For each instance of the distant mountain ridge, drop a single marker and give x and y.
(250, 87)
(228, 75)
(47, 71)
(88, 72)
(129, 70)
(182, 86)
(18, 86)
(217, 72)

◆ **Work instructions**:
Reproduce the listing in full, exactly, so that no line is missing.

◆ **Answer to this problem**:
For each instance of the distant mountain ridge, drop a single marker and give x and y.
(250, 87)
(228, 75)
(47, 71)
(88, 72)
(129, 70)
(182, 86)
(18, 86)
(217, 72)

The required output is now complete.